TASK GOAL
Report each line of the rows below that contains the word "ship", copying every such line in full.

PROVIDED MATERIAL
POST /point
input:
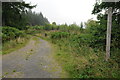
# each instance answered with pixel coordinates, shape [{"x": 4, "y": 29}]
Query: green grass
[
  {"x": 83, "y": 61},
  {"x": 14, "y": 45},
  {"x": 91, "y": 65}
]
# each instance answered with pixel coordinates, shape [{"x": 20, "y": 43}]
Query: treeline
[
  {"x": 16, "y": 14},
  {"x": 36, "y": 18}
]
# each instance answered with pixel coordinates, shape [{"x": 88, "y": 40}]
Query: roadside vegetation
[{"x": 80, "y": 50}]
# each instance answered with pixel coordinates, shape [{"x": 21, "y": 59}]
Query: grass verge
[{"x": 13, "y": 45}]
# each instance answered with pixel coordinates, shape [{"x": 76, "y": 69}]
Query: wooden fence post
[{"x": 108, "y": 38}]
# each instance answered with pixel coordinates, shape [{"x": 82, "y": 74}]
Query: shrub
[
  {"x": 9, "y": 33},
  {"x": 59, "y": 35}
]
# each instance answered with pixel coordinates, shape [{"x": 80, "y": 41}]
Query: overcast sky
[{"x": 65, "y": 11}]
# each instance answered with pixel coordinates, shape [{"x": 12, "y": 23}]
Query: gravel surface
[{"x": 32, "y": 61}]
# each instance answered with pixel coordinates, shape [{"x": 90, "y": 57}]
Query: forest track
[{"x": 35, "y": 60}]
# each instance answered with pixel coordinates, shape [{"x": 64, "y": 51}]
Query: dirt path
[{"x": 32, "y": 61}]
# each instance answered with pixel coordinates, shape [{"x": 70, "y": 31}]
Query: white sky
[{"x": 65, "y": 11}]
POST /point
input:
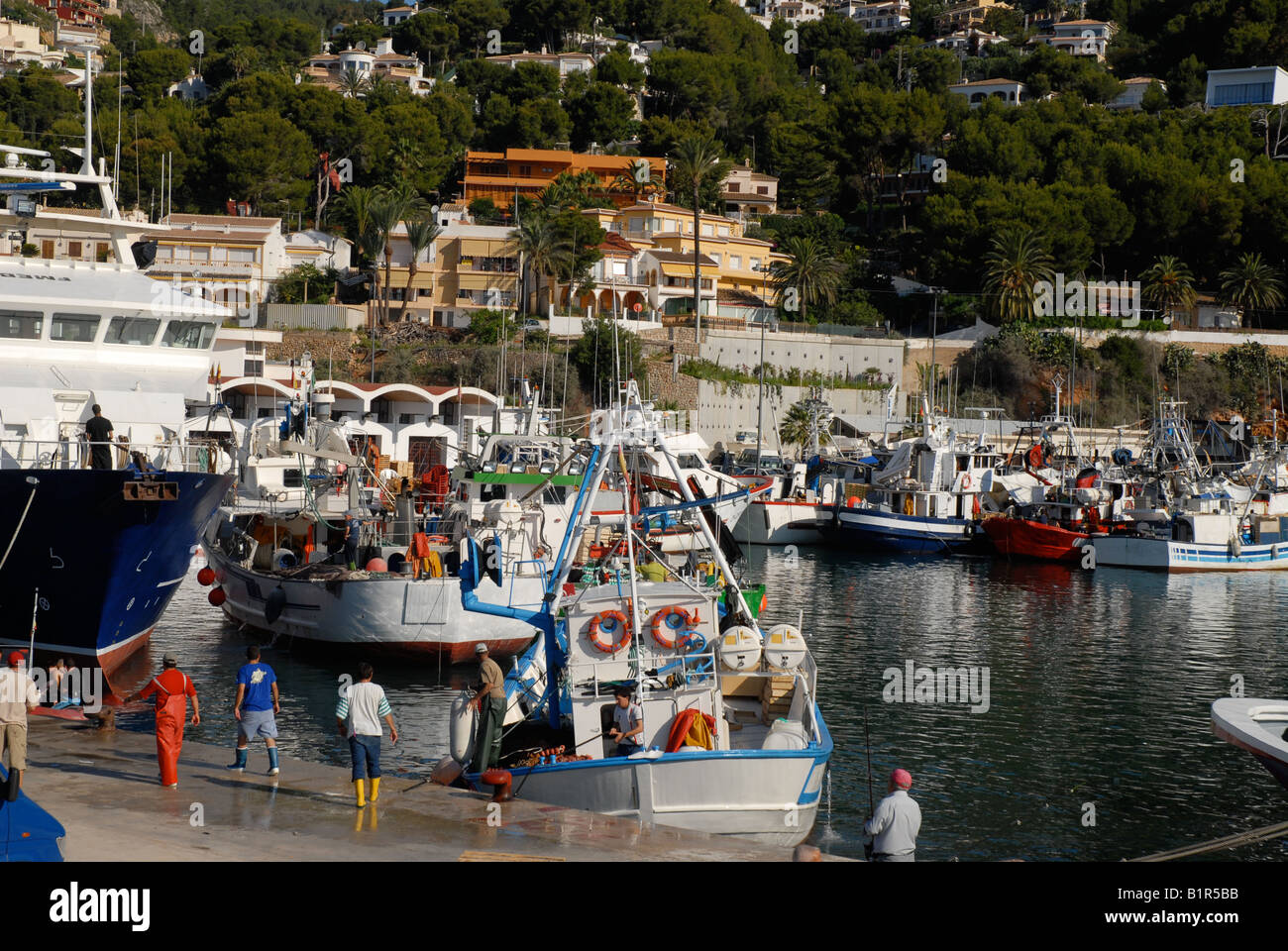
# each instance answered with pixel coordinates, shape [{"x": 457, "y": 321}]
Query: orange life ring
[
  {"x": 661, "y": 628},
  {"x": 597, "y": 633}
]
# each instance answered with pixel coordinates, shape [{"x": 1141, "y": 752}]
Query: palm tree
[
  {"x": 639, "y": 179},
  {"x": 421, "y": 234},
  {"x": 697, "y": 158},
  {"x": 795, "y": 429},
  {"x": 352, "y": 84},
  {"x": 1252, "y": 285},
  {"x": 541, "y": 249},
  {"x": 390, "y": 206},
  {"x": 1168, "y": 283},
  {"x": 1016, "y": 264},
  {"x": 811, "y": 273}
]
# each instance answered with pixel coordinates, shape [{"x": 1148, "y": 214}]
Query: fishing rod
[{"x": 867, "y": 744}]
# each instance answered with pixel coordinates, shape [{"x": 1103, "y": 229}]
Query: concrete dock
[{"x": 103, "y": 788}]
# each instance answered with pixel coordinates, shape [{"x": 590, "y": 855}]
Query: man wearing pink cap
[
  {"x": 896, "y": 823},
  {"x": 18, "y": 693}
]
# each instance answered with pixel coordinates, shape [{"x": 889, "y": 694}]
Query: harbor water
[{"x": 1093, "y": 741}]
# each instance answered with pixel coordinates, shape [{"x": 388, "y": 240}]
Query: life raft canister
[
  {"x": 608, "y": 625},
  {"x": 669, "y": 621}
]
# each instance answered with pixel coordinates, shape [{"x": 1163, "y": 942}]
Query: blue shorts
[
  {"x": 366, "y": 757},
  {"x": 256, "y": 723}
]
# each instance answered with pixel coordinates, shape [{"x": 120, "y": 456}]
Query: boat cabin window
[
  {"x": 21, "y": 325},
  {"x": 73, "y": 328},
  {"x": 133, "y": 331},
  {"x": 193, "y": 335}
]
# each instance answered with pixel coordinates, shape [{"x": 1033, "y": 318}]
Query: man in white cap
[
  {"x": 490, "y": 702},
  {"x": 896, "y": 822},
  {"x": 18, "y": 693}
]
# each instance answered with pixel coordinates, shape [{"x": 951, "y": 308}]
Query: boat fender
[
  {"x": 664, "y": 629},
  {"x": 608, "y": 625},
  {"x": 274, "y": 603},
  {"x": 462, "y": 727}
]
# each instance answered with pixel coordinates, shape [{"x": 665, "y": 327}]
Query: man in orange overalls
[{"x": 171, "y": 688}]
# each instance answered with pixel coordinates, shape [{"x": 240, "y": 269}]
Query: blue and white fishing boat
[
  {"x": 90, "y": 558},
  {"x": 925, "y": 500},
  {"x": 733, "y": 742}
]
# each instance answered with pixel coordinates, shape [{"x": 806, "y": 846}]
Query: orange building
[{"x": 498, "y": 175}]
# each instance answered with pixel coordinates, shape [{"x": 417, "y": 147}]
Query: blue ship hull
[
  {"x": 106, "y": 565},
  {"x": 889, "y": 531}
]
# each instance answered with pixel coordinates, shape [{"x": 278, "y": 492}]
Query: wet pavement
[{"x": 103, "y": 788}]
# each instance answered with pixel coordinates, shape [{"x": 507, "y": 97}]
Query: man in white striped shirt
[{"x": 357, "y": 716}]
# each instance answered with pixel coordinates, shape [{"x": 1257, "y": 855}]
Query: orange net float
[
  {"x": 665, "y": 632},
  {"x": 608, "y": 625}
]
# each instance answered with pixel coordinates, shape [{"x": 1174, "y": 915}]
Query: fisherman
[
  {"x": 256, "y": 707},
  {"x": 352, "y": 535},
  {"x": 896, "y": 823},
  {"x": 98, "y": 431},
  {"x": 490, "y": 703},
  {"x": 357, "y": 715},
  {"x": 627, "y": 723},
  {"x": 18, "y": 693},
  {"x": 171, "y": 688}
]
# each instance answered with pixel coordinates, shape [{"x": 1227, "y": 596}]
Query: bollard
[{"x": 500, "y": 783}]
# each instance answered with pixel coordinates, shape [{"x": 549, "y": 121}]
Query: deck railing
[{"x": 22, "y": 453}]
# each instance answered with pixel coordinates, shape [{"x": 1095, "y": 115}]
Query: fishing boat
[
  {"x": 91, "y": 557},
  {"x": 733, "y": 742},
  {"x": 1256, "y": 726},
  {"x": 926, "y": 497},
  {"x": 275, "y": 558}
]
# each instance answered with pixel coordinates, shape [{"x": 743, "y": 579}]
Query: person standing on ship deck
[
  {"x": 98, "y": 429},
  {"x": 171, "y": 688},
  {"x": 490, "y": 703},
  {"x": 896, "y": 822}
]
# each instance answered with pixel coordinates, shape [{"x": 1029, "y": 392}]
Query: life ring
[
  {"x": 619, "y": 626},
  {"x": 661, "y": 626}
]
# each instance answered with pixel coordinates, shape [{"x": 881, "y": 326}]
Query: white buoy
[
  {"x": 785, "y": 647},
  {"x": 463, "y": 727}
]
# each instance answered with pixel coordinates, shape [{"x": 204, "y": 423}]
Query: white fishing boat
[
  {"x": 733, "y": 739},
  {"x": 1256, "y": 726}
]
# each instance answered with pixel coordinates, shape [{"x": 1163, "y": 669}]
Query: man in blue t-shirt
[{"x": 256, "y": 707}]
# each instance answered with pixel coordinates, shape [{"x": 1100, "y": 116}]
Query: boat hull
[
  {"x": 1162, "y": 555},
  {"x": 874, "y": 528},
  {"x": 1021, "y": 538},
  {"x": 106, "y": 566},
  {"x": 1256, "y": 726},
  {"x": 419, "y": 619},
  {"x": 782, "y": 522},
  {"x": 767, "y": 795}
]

* * *

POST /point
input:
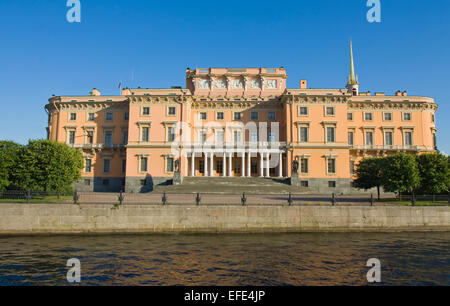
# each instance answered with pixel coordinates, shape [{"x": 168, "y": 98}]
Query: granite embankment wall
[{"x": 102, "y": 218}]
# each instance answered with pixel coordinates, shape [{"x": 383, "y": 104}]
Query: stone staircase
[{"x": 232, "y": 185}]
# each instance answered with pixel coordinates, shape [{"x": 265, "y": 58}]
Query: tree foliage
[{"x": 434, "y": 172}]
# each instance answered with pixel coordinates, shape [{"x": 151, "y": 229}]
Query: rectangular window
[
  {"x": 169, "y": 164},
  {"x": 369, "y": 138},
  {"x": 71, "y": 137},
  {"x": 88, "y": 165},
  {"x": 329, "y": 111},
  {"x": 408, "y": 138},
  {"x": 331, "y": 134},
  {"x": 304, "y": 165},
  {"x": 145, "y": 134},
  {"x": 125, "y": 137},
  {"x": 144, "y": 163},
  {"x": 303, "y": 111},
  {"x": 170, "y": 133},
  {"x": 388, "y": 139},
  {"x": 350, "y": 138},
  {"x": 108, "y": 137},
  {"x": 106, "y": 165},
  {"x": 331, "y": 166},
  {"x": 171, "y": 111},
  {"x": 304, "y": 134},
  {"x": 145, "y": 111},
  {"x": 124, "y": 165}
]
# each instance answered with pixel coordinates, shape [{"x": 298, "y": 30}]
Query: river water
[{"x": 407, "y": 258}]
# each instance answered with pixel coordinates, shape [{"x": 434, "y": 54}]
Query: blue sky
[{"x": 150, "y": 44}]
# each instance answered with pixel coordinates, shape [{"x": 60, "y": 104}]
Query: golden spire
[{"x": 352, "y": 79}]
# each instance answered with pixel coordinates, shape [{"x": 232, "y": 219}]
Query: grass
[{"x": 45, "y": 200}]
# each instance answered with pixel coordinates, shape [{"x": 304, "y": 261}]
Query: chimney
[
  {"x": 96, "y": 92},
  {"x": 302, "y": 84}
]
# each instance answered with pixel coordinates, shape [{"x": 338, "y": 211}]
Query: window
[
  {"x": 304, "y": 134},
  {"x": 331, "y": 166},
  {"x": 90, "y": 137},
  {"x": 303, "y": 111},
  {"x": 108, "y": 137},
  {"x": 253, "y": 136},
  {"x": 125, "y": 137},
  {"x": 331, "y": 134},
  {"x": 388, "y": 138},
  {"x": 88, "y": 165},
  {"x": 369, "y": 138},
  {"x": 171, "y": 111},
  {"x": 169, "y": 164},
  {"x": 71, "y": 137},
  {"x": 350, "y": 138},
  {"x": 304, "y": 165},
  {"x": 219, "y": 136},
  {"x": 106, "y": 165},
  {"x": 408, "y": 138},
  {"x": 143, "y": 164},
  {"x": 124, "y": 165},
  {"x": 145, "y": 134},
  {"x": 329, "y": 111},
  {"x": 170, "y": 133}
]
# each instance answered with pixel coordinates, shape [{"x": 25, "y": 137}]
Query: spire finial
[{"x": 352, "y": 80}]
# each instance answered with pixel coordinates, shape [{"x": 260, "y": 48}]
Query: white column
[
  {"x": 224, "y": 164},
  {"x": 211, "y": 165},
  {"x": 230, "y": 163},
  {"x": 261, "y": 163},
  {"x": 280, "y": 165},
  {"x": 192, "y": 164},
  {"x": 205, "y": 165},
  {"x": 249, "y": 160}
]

TASK ANSWER
Query: blue ship hull
Query: person standing on ship deck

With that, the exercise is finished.